**BRIEF**
Copy the lines below as they are; omit the images they contain.
———
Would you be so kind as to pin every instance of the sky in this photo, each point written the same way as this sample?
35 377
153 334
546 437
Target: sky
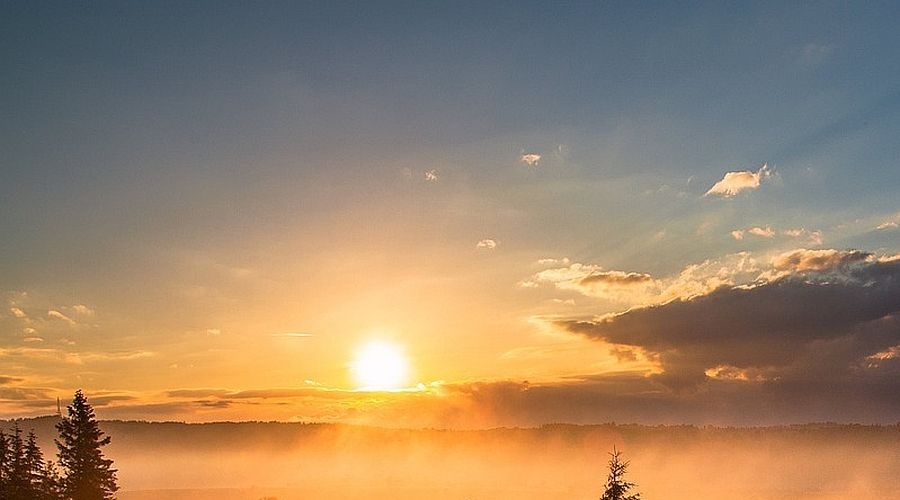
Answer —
541 211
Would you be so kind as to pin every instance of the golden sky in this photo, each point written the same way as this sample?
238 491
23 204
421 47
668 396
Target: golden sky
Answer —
540 213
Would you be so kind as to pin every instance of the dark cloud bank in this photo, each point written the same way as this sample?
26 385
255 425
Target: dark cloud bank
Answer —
815 340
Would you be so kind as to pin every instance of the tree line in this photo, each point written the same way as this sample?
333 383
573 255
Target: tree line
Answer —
81 471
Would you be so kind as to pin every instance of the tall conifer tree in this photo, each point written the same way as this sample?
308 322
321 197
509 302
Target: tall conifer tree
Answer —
86 473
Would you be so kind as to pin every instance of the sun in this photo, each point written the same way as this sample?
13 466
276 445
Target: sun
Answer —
380 366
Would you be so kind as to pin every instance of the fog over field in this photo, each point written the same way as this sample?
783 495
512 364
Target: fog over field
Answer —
248 461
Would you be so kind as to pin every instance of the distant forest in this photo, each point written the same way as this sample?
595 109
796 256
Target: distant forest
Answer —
315 460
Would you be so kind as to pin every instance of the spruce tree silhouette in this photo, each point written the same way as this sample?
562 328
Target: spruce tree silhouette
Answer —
86 474
616 486
23 473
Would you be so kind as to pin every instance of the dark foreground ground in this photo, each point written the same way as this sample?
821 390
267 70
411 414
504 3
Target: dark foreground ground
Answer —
251 461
———
**THE SOLUTION**
Would you be so kind as to pin every instance of the sky in this photo, each point written the same way as this sample?
35 377
153 334
546 437
Target: sky
Answer —
541 211
Would you be so kind as to pin every instance of the golden sky in this photo, each point written the same way as this sample?
238 491
23 204
421 47
668 396
Target: golden sky
Answer —
540 213
Would you be so kind as to pin every instance of the dark cloud bank in this photo, each point written the same way as this sample?
26 385
255 425
Target: dark cloud bank
Answer —
815 340
Would you be so kind as to pin every instance of the tree line in this photo, each point written the same way as this sample?
333 383
573 255
Target: tree line
Answer —
81 471
Would you be so kind as to pin every instance of the tall conifer tree in this photo, each point written the same way as this sample?
308 322
321 197
509 302
Target: tall conifer tree
Answer —
86 473
Would you be so kind as to pin every instance of the sun in this photo, each point written the same way as this sample?
13 466
276 445
Target: sun
Answer —
380 366
Would you be so kind as to pin every instance of the fog over field in this photo, each point written the same way as this sample?
783 495
512 364
Target: fog over field
Answer —
248 461
Would you be so kind as to pin every instance of the distant forest in this photo, each point written the same way as this sample?
595 109
796 256
Target: distant forest
Answer —
315 460
Would you be so kind as to pin every instance of the spruce tree silhouette in this photo, each point written the same way as this sample?
562 328
Target: spruce tree silhouette
Answer —
86 474
616 486
23 473
Would you be so kind as to pin every instance of the dark foreground ground in this photo, each point written the same way as this sample?
821 390
267 70
411 414
504 3
Target: dark foreground ground
Answer —
251 461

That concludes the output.